▸ What needs to be done
Below are some records. Pick out each line that contains the string "cloud", matching case exactly, and copy those lines.

— BEGIN Records supplied —

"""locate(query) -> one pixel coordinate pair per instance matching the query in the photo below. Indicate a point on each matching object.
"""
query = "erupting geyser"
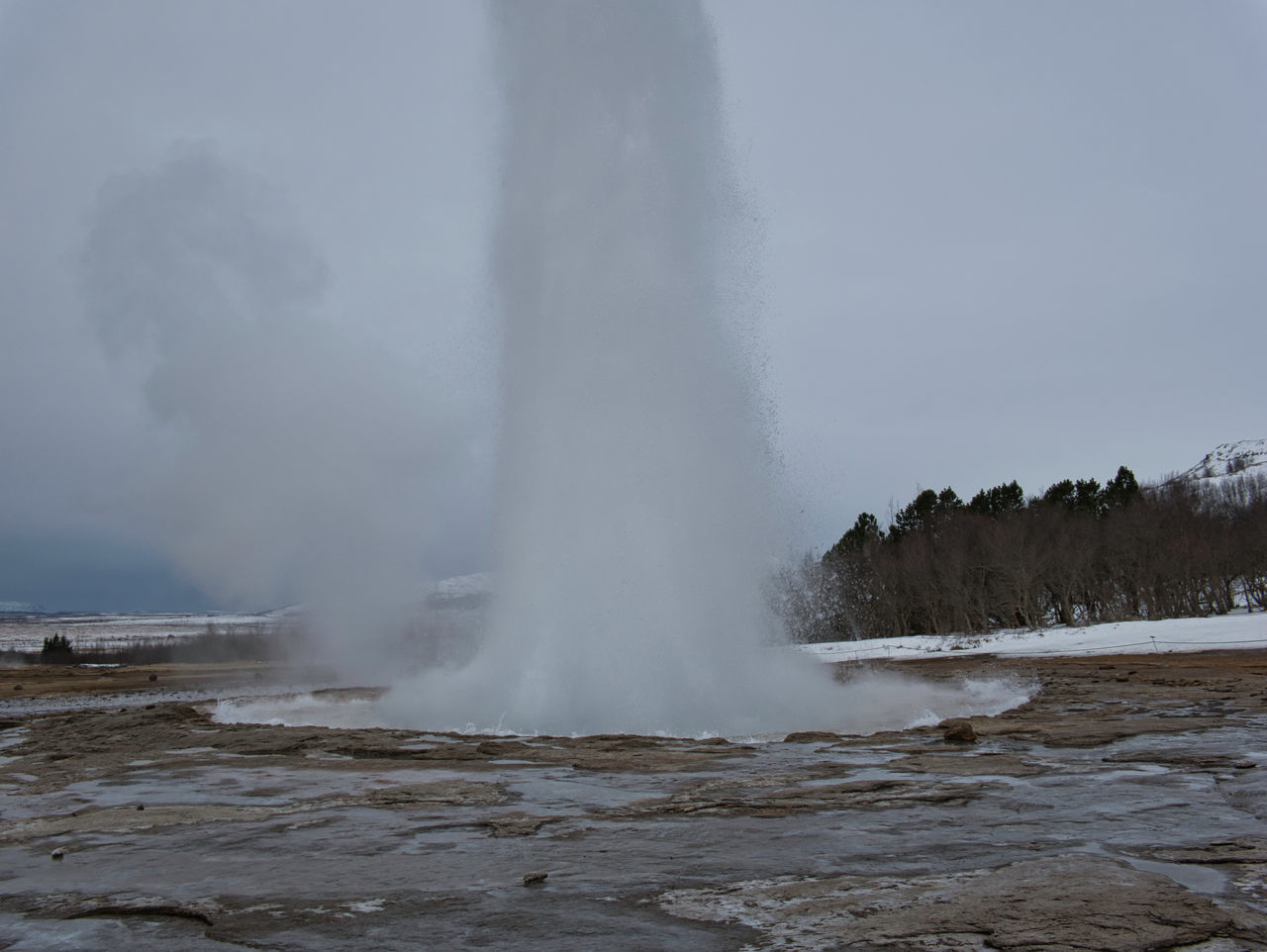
(634, 508)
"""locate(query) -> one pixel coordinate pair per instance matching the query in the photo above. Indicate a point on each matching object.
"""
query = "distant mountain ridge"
(1244, 457)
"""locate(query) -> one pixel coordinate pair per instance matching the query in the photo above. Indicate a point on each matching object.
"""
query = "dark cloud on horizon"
(999, 241)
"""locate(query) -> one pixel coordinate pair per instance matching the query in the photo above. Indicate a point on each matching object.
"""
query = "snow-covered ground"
(1225, 631)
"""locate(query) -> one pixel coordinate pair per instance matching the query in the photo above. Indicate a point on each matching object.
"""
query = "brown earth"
(897, 841)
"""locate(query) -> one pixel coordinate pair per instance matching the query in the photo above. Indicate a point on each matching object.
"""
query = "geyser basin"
(869, 703)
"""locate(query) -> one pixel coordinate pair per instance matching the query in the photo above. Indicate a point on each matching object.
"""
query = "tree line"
(1080, 553)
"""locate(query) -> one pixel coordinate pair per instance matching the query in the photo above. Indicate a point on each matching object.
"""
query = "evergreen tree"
(999, 500)
(1121, 489)
(865, 531)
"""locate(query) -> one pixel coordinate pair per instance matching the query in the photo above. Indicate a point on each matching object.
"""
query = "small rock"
(958, 730)
(811, 737)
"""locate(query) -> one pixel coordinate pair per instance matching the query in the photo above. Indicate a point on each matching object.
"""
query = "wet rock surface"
(1104, 814)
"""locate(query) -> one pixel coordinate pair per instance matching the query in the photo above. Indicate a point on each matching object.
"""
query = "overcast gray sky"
(996, 240)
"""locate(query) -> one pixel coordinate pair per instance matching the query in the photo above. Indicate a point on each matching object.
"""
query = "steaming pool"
(297, 820)
(869, 703)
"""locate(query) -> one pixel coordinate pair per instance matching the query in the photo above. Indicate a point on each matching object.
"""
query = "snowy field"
(1235, 630)
(119, 630)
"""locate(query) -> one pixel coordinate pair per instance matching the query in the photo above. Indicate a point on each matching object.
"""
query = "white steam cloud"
(309, 462)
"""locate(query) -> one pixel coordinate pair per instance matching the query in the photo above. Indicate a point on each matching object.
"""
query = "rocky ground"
(1121, 809)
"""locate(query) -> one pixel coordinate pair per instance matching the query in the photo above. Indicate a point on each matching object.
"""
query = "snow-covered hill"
(1245, 457)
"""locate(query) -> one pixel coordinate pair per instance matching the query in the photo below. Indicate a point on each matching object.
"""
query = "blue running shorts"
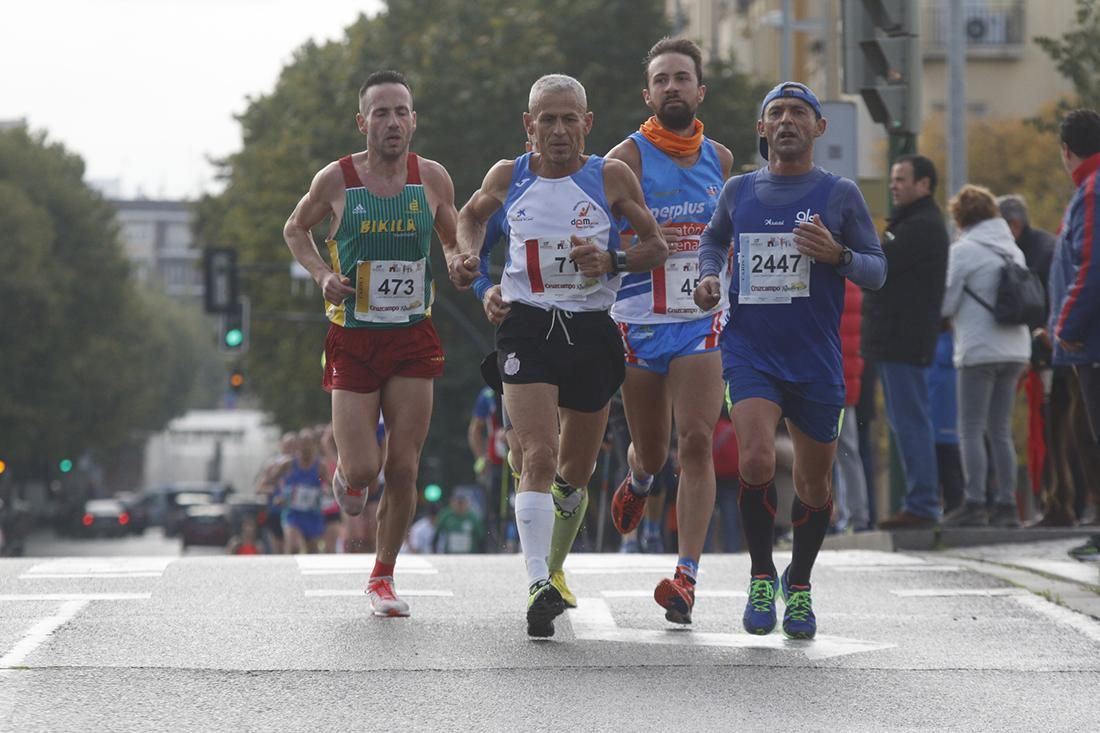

— END Records supplied —

▸ Answer to this exercise
query = "dark cloud on horizon"
query = "white steam cloud"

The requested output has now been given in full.